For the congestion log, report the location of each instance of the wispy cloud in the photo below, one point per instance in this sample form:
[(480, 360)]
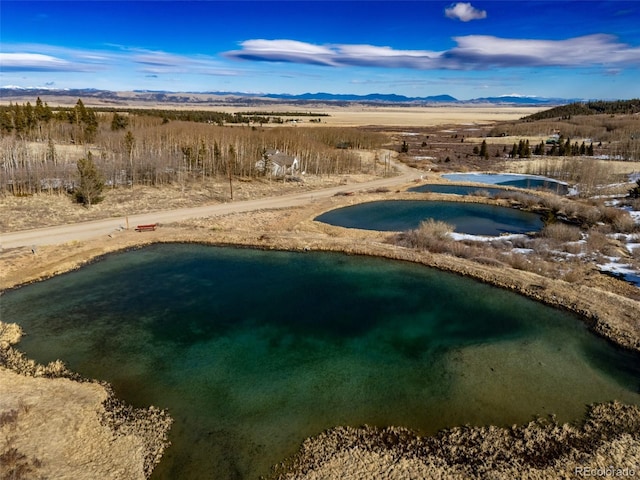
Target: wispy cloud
[(42, 58), (32, 62), (473, 52), (464, 12)]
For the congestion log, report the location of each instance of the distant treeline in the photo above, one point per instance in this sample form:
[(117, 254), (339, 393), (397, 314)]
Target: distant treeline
[(564, 112), (19, 118)]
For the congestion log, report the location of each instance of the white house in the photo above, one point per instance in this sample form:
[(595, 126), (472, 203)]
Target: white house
[(279, 164)]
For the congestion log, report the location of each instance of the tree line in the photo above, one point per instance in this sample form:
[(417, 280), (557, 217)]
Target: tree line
[(41, 148)]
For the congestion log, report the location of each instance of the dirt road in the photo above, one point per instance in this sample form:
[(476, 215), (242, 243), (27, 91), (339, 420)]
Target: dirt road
[(86, 230)]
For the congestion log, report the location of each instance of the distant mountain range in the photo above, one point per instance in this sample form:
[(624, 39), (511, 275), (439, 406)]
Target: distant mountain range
[(109, 97)]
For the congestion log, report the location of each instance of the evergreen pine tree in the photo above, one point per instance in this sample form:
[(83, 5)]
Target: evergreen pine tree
[(88, 191)]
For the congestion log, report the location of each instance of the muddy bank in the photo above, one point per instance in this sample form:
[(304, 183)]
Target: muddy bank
[(600, 300), (539, 450)]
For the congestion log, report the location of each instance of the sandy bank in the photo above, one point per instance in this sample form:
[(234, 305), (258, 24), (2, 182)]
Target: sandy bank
[(68, 428), (363, 453)]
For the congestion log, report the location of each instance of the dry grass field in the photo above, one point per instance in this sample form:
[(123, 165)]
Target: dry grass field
[(438, 139)]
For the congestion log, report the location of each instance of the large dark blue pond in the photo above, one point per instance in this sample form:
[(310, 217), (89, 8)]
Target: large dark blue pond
[(534, 182), (400, 215), (252, 351), (457, 189)]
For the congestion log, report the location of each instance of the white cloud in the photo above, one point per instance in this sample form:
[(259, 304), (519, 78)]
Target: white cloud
[(31, 62), (464, 12), (473, 52)]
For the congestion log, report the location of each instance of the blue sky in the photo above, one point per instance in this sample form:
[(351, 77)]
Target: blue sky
[(568, 49)]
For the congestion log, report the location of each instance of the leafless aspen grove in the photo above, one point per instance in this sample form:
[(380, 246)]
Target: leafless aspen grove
[(40, 148)]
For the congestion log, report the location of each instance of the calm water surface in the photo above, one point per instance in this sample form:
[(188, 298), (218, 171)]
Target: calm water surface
[(458, 189), (534, 182), (399, 215), (253, 351)]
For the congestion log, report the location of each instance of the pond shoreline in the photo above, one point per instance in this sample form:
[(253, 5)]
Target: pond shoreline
[(608, 314)]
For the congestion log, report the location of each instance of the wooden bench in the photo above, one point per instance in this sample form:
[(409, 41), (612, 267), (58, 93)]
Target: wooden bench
[(146, 228)]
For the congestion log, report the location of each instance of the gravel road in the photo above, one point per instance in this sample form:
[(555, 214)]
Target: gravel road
[(86, 230)]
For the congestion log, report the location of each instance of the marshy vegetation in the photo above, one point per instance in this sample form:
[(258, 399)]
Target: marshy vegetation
[(576, 235), (602, 444)]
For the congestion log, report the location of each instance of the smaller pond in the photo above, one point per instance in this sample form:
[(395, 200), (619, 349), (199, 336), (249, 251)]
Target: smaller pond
[(399, 215), (512, 180), (457, 189)]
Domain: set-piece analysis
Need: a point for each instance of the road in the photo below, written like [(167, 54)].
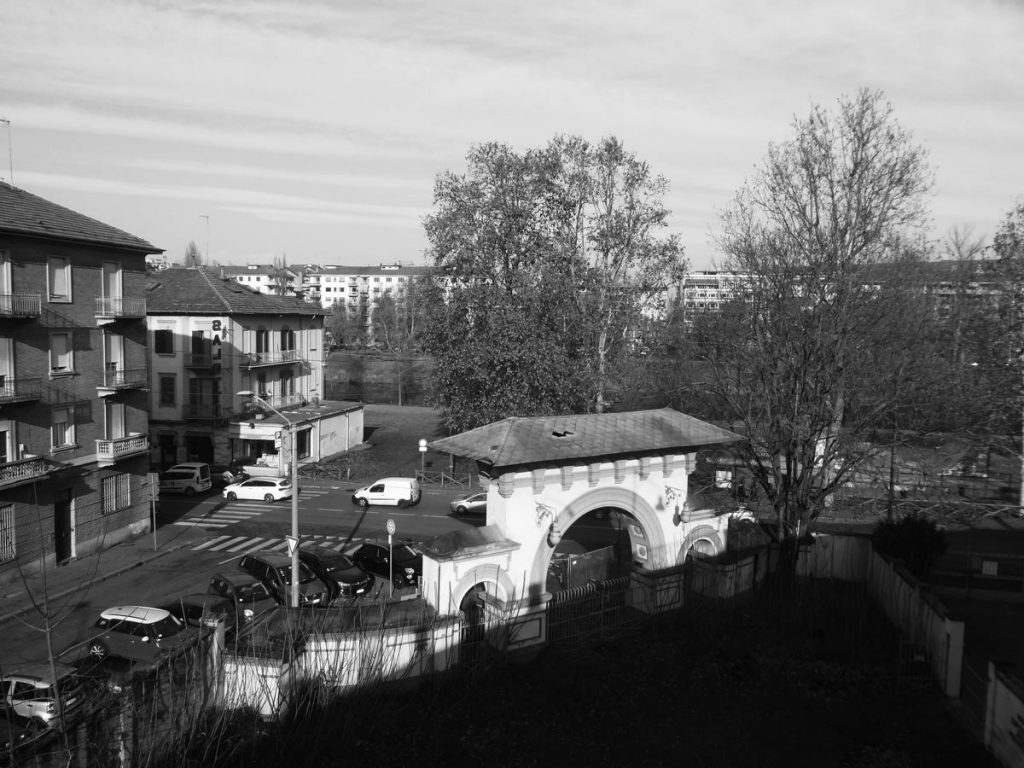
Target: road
[(326, 513)]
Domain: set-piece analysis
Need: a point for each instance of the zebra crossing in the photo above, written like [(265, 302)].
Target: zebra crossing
[(233, 544), (238, 511)]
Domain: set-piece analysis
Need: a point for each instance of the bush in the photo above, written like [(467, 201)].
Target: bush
[(913, 539)]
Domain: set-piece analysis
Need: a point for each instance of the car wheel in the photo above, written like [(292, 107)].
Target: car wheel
[(98, 650)]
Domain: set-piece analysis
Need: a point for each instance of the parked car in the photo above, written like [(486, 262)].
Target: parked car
[(274, 570), (470, 505), (337, 569), (394, 492), (247, 592), (267, 488), (32, 691), (403, 566), (15, 732), (202, 608), (188, 478), (137, 633)]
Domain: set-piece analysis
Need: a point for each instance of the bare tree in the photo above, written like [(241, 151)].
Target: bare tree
[(824, 237), (1009, 246)]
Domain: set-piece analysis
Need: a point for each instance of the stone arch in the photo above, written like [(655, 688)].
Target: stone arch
[(486, 573), (698, 536), (624, 499)]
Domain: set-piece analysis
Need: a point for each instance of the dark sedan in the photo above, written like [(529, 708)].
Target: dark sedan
[(404, 569), (338, 569)]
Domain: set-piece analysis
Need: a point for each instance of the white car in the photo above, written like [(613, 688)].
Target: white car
[(267, 488)]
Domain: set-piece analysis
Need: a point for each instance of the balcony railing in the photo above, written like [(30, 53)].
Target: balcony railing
[(113, 450), (24, 470), (202, 412), (126, 306), (20, 305), (124, 378), (199, 359), (286, 357), (19, 390)]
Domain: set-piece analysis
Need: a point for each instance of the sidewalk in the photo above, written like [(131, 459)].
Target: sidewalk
[(57, 582)]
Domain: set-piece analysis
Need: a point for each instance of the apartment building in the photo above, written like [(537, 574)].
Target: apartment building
[(210, 338), (266, 279), (74, 434)]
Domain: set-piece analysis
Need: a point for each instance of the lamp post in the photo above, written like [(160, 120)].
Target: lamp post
[(294, 544)]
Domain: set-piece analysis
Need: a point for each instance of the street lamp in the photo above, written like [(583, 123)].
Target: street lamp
[(294, 544)]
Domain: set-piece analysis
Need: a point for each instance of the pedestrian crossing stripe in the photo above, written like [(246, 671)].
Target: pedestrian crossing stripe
[(239, 543)]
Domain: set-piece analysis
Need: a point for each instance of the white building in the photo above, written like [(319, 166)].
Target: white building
[(211, 338)]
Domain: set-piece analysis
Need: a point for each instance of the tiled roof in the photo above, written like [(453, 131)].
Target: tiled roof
[(202, 290), (518, 441), (25, 213)]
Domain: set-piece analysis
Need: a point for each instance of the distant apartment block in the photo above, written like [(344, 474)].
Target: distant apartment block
[(74, 422), (211, 338)]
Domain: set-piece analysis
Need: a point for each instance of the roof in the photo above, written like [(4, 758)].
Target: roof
[(29, 215), (201, 290), (518, 440)]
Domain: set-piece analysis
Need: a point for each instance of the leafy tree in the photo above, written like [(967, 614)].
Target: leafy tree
[(193, 255), (346, 329), (282, 275), (826, 342), (570, 230)]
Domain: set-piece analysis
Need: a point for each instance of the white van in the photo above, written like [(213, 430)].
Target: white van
[(188, 478), (396, 492)]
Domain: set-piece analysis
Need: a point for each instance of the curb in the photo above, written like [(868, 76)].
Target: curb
[(14, 613)]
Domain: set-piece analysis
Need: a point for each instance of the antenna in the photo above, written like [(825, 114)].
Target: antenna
[(10, 155)]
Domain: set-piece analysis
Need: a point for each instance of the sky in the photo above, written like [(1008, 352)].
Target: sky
[(314, 130)]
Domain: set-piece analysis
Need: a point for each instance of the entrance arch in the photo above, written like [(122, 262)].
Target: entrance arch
[(631, 503)]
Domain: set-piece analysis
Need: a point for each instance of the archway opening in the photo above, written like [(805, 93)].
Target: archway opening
[(605, 543)]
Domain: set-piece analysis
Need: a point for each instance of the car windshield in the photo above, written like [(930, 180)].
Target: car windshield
[(166, 627)]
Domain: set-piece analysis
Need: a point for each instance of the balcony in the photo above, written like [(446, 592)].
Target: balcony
[(24, 470), (202, 412), (262, 359), (199, 359), (111, 451), (116, 379), (110, 309), (20, 305), (19, 390)]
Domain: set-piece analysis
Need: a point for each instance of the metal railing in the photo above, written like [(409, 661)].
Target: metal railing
[(117, 448), (24, 469), (20, 305), (124, 377), (19, 389), (284, 357), (125, 306)]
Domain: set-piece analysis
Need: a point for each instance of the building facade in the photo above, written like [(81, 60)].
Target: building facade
[(210, 339), (74, 434)]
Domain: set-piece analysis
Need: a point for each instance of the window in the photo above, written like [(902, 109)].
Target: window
[(7, 549), (62, 428), (58, 278), (163, 341), (61, 358), (168, 389), (117, 493)]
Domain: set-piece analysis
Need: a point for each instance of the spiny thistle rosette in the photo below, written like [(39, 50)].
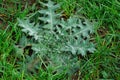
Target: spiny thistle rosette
[(56, 41)]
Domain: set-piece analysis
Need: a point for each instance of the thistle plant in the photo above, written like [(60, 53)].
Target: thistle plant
[(55, 40)]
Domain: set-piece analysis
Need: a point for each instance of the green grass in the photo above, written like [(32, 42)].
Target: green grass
[(103, 64)]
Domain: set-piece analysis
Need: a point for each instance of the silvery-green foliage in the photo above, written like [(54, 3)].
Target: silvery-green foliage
[(57, 40)]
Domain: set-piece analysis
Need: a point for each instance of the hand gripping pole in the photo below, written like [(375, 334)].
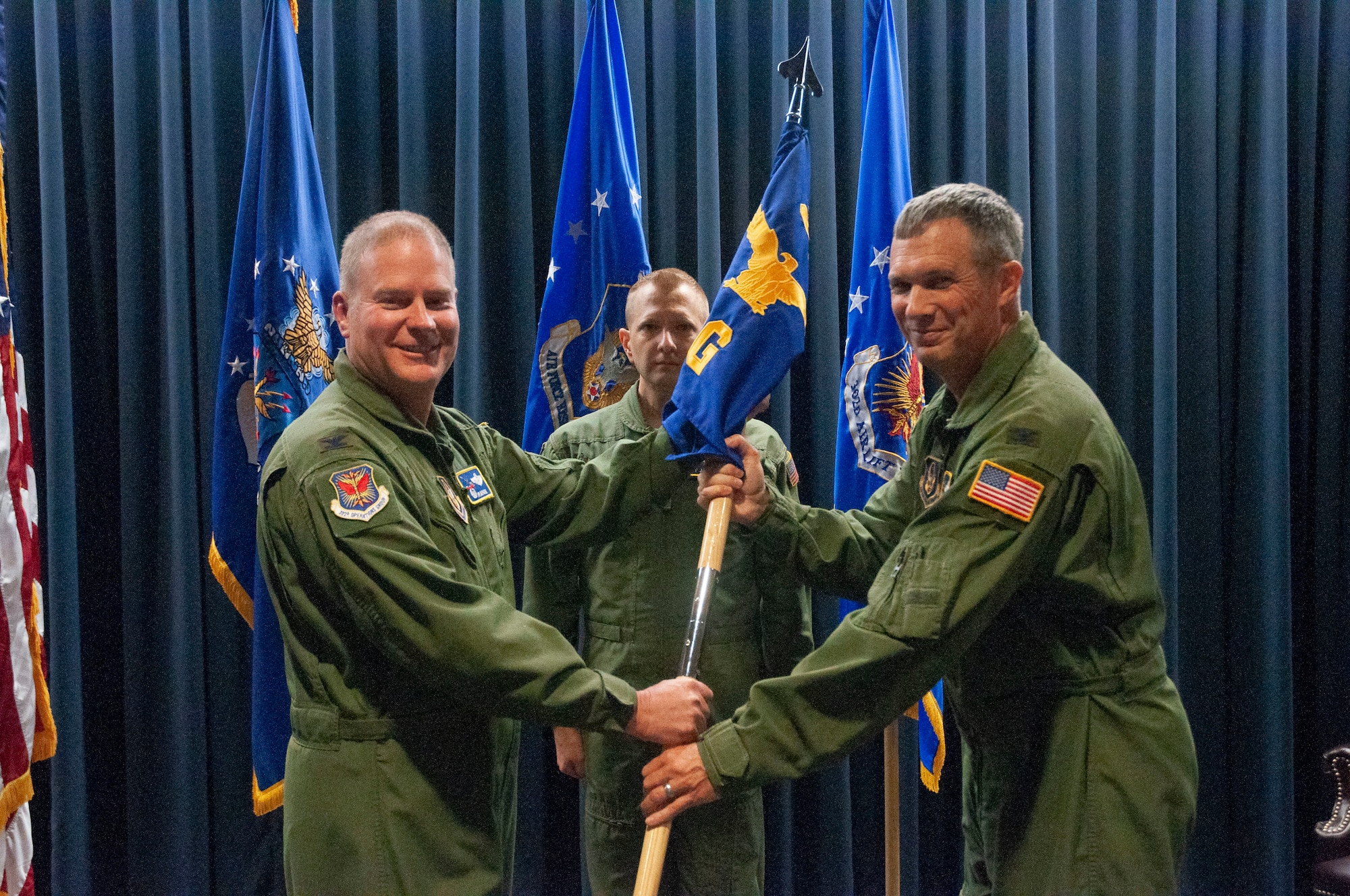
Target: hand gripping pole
[(709, 565)]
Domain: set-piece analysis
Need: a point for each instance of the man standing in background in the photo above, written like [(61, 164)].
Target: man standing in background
[(383, 532), (637, 594)]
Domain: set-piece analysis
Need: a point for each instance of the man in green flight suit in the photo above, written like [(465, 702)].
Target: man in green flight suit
[(1012, 557), (637, 596), (383, 532)]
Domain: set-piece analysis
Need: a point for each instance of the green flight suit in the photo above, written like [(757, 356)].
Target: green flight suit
[(1078, 764), (637, 594), (404, 651)]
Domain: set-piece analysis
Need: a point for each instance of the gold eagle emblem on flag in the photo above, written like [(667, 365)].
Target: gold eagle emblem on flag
[(769, 277), (302, 338)]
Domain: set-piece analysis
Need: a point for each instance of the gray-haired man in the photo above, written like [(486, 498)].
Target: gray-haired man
[(1012, 557)]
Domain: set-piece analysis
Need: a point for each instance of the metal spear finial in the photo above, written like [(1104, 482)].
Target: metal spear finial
[(803, 78)]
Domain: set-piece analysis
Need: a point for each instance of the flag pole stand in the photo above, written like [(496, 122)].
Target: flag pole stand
[(709, 565), (892, 781)]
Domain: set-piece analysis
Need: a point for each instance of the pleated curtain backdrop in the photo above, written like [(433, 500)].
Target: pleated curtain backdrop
[(1183, 175)]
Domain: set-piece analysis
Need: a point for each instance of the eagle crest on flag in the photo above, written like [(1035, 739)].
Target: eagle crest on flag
[(303, 341), (608, 374), (900, 397), (769, 277)]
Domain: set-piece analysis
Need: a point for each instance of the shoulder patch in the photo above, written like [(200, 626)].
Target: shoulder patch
[(334, 442), (358, 495), (1005, 491), (472, 481)]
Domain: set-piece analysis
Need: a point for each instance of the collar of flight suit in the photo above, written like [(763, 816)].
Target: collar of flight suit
[(631, 412), (380, 405), (997, 374)]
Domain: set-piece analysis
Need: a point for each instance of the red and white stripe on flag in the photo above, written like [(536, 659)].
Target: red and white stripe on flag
[(1005, 491), (28, 733)]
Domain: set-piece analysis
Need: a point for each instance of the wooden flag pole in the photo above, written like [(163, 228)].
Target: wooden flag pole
[(892, 781), (709, 565)]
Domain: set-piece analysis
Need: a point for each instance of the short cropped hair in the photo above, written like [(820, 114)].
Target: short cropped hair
[(996, 227), (379, 230), (668, 280)]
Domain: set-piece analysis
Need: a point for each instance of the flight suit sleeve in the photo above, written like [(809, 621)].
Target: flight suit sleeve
[(836, 551), (951, 573), (387, 577), (560, 501), (554, 590), (785, 603)]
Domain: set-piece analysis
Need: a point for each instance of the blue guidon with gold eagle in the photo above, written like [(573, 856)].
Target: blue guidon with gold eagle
[(758, 322)]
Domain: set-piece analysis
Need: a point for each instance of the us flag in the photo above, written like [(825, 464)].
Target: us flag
[(1006, 491), (28, 733)]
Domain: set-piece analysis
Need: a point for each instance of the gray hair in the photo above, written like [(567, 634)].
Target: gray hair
[(996, 227), (379, 230)]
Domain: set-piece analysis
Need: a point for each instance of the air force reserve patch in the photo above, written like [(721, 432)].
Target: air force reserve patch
[(475, 485), (454, 500), (358, 496)]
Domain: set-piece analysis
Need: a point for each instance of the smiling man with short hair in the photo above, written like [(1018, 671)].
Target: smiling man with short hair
[(1010, 557), (383, 532), (637, 596)]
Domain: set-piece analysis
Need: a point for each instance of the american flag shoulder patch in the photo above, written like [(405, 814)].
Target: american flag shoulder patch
[(1005, 491)]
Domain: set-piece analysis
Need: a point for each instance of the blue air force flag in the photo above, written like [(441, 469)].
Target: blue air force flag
[(882, 383), (758, 322), (599, 249), (275, 360)]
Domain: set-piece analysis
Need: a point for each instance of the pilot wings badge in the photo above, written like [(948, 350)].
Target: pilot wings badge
[(608, 374), (769, 277)]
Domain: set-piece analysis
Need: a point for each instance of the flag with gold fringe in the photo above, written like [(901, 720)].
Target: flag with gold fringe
[(276, 357), (882, 381), (28, 732)]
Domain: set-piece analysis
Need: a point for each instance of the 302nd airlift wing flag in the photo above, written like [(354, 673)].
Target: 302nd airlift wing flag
[(275, 361), (758, 320)]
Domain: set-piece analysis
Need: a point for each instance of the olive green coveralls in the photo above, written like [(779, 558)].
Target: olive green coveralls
[(406, 656), (1079, 771), (637, 594)]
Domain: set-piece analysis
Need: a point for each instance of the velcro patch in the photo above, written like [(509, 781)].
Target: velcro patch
[(457, 505), (472, 481), (358, 495), (1005, 491)]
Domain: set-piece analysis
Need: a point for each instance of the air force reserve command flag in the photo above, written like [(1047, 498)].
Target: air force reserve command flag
[(599, 249), (275, 360), (882, 383), (758, 322)]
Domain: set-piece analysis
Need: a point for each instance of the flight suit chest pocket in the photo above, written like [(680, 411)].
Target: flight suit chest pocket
[(909, 598)]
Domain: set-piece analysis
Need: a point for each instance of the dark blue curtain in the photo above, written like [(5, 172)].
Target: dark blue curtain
[(1183, 173)]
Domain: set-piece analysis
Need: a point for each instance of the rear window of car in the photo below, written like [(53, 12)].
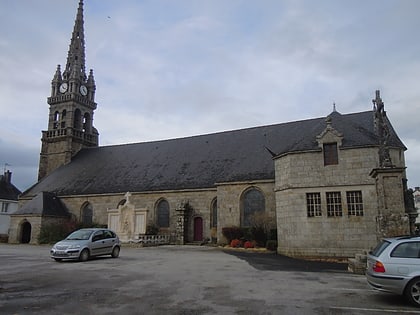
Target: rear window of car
[(407, 250), (380, 248)]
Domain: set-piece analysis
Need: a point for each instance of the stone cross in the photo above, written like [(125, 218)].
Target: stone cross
[(127, 196)]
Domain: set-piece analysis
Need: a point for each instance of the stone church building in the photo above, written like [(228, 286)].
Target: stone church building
[(332, 185)]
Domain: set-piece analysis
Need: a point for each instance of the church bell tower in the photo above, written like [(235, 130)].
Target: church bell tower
[(72, 103)]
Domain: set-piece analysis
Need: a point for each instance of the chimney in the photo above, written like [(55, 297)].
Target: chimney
[(7, 177)]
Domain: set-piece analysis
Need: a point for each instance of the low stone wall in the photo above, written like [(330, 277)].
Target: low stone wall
[(151, 240)]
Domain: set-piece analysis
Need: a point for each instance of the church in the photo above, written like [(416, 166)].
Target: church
[(331, 186)]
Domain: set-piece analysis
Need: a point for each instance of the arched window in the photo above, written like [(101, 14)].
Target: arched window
[(63, 118), (213, 215), (86, 123), (253, 201), (162, 214), (56, 118), (77, 119), (87, 214)]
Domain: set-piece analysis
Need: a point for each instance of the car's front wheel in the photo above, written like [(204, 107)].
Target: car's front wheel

::::::

Rewrite the listing from the line containing "of the dirt" up to and including the line containing "[(68, 428), (363, 453)]", changing "muddy bank" to "muddy shore" and leaving everything else the same.

For the congestion log, report the location of each instance of the dirt road in the photo above, one point per instance in this sample form:
[(476, 215), (242, 243), (27, 91), (339, 420)]
Target: dirt road
[(86, 230)]
For the congestion log, report the location of each instance of the distant mountain range in the photo above, one point per instance in this sample form:
[(624, 39), (511, 275), (439, 406)]
Target: distant mountain range
[(109, 97)]
For the congestion log, report the location of each instance of the evergreen pine tree in the photo above, one point per instance in this sample form:
[(83, 5)]
Target: evergreen pine tree
[(88, 191)]
For the congestion log, report the location of each instance of the muddy shore in the photo above, one point per instance in this sample form:
[(304, 183)]
Target: muddy shore
[(600, 300), (539, 450)]
For the congestion log, report the location of each instance of the sandy bank in the photo above, one point per instance in this sample form:
[(234, 305), (258, 24), (2, 182)]
Target: sandy bank
[(68, 428), (363, 453)]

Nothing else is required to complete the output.